§ **STATED TASK A**
Retype, without any change, the lines in the rows below that run from the line containing "Return one point per instance of the decorative" through the line containing "pixel 137 68", inclusive of both.

## START SOURCE EXCERPT

### On this page...

- Definitions of random, discrete and continuous variables
- Distribution function
- Probabilities as relative frequency
- Expected value
- Variance
- Standard deviation

### Notation

We use **upper case** variables (like *X* and *Z*) to denote **random variables**, and lower-case letters (like *x* and *z*) to denote **specific values** of those variables.

## Concept of Random Variable

The term "statistical experiment" is used to describe any process by which several chance observations are obtained.

All possible outcomes of an experiment comprise a set that is called the **sample space**. We are interested in some numerical description of the outcome.

For example, when we toss a coin `3` times, and we are interested in the number of heads that fall, then a numerical value of `0, 1, 2, 3` will be assigned to each sample point.

## END SOURCE EXCERPT
## START ENTRIES SUPPLIED

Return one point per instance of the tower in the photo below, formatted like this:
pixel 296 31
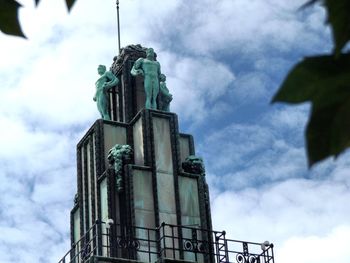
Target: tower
pixel 142 193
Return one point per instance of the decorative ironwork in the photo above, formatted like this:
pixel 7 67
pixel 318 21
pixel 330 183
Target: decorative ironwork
pixel 152 244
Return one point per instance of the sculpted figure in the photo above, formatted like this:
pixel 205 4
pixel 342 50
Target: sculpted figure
pixel 149 68
pixel 194 164
pixel 164 97
pixel 118 156
pixel 106 81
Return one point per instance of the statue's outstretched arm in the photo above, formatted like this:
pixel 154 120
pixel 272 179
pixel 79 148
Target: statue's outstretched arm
pixel 136 68
pixel 113 80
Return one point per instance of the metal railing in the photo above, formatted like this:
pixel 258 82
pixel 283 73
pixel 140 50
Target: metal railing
pixel 167 241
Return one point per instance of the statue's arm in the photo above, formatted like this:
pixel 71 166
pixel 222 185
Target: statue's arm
pixel 159 72
pixel 113 80
pixel 137 68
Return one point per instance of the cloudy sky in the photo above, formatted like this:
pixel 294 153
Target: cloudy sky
pixel 224 60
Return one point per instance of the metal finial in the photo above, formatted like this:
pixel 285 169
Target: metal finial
pixel 118 25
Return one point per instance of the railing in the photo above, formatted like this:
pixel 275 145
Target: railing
pixel 167 241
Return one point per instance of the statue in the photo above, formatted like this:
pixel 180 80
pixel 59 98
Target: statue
pixel 164 97
pixel 119 155
pixel 194 164
pixel 149 68
pixel 106 81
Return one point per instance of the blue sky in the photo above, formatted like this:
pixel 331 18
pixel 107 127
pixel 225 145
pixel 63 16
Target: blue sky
pixel 224 60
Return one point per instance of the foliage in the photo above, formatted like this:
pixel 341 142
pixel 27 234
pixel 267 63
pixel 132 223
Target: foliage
pixel 9 23
pixel 325 82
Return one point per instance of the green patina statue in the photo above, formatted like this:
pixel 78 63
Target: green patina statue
pixel 118 156
pixel 106 81
pixel 149 68
pixel 194 164
pixel 164 97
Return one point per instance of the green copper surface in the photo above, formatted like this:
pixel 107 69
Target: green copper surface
pixel 149 68
pixel 118 156
pixel 106 81
pixel 164 96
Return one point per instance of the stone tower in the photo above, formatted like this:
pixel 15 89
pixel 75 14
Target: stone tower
pixel 142 193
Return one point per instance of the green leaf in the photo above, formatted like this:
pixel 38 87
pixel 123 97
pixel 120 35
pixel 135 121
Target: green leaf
pixel 9 23
pixel 70 4
pixel 325 82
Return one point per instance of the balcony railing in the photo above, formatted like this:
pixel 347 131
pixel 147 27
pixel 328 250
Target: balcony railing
pixel 167 241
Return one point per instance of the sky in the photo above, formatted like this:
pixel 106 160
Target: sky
pixel 224 60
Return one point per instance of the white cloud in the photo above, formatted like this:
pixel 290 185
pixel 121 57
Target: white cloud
pixel 211 52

## END ENTRIES SUPPLIED

§ **STATED TASK B**
List every topic named under the heading "On this page..." in the random variables excerpt.

§ **EXERCISE OUTPUT A**
Return one point per instance of the decorative ironwork in the photo above, formatted like this:
pixel 7 67
pixel 318 21
pixel 330 183
Target: decorative ironwork
pixel 152 244
Return one point per instance of the sculpted figure in the photo above, formatted like this:
pixel 205 4
pixel 342 50
Target: sculpted figure
pixel 149 68
pixel 194 164
pixel 164 97
pixel 118 156
pixel 106 81
Return one point per instance of the statue's outstretched arm in the photo above, formatted like this:
pixel 154 120
pixel 272 179
pixel 79 148
Target: statue's outstretched arm
pixel 136 68
pixel 113 80
Return one point per instance of the metal railing in the photo above, formatted like this:
pixel 258 82
pixel 283 73
pixel 140 50
Target: metal railing
pixel 167 241
Return one point per instance of the statue's arm in the photo above, formatted like this:
pixel 71 166
pixel 222 185
Target: statue's arm
pixel 159 72
pixel 113 80
pixel 137 68

§ **EXERCISE OUTPUT B**
- Definitions of random, discrete and continuous variables
- Distribution function
- Probabilities as relative frequency
- Expected value
- Variance
- Standard deviation